▶ _Challenge_
Return the records, each one exactly as written.

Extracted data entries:
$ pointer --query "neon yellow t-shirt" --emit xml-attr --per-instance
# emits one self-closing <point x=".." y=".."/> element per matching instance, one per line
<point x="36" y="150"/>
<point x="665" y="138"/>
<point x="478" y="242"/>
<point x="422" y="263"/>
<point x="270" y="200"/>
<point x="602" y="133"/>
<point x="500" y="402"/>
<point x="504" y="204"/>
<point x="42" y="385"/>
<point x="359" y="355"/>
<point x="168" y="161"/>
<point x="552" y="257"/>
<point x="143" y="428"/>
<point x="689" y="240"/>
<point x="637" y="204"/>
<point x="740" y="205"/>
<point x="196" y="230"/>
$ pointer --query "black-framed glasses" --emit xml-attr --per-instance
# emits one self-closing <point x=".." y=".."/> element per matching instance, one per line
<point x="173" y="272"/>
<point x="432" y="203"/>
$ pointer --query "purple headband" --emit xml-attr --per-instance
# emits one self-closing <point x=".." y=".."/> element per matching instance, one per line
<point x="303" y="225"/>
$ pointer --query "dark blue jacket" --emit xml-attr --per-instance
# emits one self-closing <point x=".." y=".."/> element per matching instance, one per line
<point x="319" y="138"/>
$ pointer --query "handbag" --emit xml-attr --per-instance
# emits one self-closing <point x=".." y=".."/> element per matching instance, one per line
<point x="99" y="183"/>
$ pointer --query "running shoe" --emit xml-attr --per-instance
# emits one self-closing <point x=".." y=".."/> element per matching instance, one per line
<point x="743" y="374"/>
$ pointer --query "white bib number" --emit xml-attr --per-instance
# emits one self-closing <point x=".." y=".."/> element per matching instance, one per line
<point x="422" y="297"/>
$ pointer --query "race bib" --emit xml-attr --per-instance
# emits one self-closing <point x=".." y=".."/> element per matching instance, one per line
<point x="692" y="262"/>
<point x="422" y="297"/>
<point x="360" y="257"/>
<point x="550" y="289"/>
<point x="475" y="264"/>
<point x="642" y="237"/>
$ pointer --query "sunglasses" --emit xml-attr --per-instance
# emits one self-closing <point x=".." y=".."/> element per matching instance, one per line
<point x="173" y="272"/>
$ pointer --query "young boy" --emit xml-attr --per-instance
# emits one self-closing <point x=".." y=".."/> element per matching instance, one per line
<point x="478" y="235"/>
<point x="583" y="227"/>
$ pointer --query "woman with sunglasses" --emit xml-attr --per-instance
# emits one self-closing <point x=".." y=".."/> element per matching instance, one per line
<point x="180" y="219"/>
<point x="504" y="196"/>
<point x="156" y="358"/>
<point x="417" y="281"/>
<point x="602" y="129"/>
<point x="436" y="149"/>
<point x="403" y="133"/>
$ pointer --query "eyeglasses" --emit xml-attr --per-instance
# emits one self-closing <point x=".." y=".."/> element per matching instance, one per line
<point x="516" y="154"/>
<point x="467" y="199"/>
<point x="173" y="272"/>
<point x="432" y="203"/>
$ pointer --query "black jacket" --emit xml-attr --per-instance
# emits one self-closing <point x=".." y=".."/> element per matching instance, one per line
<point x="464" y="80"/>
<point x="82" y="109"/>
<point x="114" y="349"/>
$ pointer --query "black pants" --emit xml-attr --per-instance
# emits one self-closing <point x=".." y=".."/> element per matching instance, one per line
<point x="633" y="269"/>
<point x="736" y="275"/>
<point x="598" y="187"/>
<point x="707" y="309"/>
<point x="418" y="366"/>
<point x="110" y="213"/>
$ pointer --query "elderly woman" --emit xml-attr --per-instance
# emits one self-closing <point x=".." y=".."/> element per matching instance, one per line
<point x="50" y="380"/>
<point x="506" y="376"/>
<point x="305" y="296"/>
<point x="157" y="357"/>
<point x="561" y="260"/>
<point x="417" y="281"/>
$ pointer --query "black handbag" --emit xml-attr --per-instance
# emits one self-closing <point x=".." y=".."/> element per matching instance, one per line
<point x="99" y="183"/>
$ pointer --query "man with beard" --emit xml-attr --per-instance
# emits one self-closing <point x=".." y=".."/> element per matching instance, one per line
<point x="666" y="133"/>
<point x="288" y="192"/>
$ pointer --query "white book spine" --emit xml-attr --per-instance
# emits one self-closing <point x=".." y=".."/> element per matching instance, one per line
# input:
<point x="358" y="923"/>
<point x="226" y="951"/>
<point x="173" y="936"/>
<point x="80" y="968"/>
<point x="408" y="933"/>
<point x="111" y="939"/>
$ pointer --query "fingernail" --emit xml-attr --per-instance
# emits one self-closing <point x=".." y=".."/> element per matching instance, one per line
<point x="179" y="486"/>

▶ _Completed task_
$ pointer --query "neon yellow t-shirt" --emit xml-attr --per-instance
# emits one self-closing <point x=".." y=".."/> element per matching instance, one per line
<point x="36" y="150"/>
<point x="665" y="138"/>
<point x="478" y="242"/>
<point x="422" y="263"/>
<point x="270" y="200"/>
<point x="602" y="133"/>
<point x="500" y="402"/>
<point x="504" y="204"/>
<point x="42" y="385"/>
<point x="359" y="355"/>
<point x="168" y="161"/>
<point x="552" y="257"/>
<point x="143" y="428"/>
<point x="689" y="240"/>
<point x="637" y="204"/>
<point x="740" y="205"/>
<point x="196" y="230"/>
$ pointer --query "black-framed glasses" --emit xml-attr --per-instance
# emits one self-closing <point x=".." y=".."/> element per matching instance, one per line
<point x="173" y="272"/>
<point x="432" y="203"/>
$ pointer --query "purple headband" --emit xml-attr --per-instance
# emits one self-closing <point x=".." y=".."/> element per matching instance, one per line
<point x="303" y="225"/>
$ pointer --query "dark blue jacket" --emit xml-attr --per-instance
# emits one self-closing <point x=".." y=".."/> element per matching instance, one per line
<point x="319" y="138"/>
$ pointer --query "handbag" --emit xml-attr --per-instance
# emits one self-closing <point x=".." y=".."/> element per matching instance, one per line
<point x="99" y="183"/>
$ pointer --query "running shoe" --emit xml-attr --per-instance
# emits one self-closing <point x=".." y=".."/> element per matching instance, one per line
<point x="743" y="374"/>
$ pointer --query "white bib number" --emit xml-attr --per-instance
# emits one self-closing <point x=".." y=".."/> element per matching instance, one per line
<point x="422" y="297"/>
$ pointer --query "race bib" --emit xml-attr --per-instance
# emits one self-closing <point x=".." y=".."/> element per matching instance, one per line
<point x="692" y="262"/>
<point x="422" y="297"/>
<point x="360" y="257"/>
<point x="550" y="289"/>
<point x="475" y="264"/>
<point x="642" y="237"/>
$ pointer --query "sunglasses" --emit xml-attr --per-instance
# emits one self-closing <point x=".." y=".."/> element per matching instance, one per line
<point x="173" y="272"/>
$ pointer --query "young boy" --emit xml-attr --per-instance
# emits one self-closing <point x=".." y=".."/> element per matching instance, one per line
<point x="478" y="235"/>
<point x="583" y="227"/>
$ pointer --query "woman with sunglasses" --emit xml-attr --per-instance
# emits one self-closing <point x=".." y=".."/> element per matching instance, one per line
<point x="180" y="219"/>
<point x="504" y="196"/>
<point x="156" y="358"/>
<point x="417" y="281"/>
<point x="602" y="129"/>
<point x="436" y="149"/>
<point x="403" y="133"/>
$ pointer --query "eyeglasses" --emit xml-attr --per-instance
# emits one self-closing <point x=".." y=".."/> element per matching instance, one per line
<point x="516" y="154"/>
<point x="467" y="199"/>
<point x="173" y="272"/>
<point x="432" y="203"/>
$ pointer --query "black jacket" --emit xml-attr --per-instance
# emits one self-closing <point x=".." y=".."/> element per matching instance, one per line
<point x="464" y="80"/>
<point x="82" y="109"/>
<point x="114" y="349"/>
$ pointer --query "black pants" --emit xml-attr --per-instance
# emits one self-closing <point x=".." y=".."/> element per matching instance, one per line
<point x="633" y="269"/>
<point x="736" y="275"/>
<point x="598" y="187"/>
<point x="707" y="309"/>
<point x="418" y="366"/>
<point x="110" y="213"/>
$ pointer --query "elderly woman" --emit xml-attr --per-instance
# emits one self-closing <point x=".." y=".."/> element per matching instance, one per line
<point x="50" y="380"/>
<point x="506" y="376"/>
<point x="305" y="296"/>
<point x="157" y="357"/>
<point x="561" y="260"/>
<point x="417" y="281"/>
$ pointer --query "black handbag" --emit xml-attr --per-instance
# emits one self-closing <point x=".." y=".."/> element per matching instance, one per line
<point x="99" y="183"/>
$ pointer --query "man with beard" --emit xml-attr --per-instance
# emits one self-closing <point x=".." y=".."/> element per matching instance, one per line
<point x="666" y="133"/>
<point x="288" y="192"/>
$ pointer --query "white book spine" --emit xml-attr --per-instance
# emits one self-closing <point x=".." y=".."/> element per matching instance, one per line
# input:
<point x="358" y="923"/>
<point x="226" y="951"/>
<point x="173" y="936"/>
<point x="80" y="968"/>
<point x="408" y="933"/>
<point x="111" y="939"/>
$ pointer --query "fingernail" --emit xml-attr --per-instance
# emits one self-closing <point x=".." y=".."/> element per matching instance, one per line
<point x="179" y="486"/>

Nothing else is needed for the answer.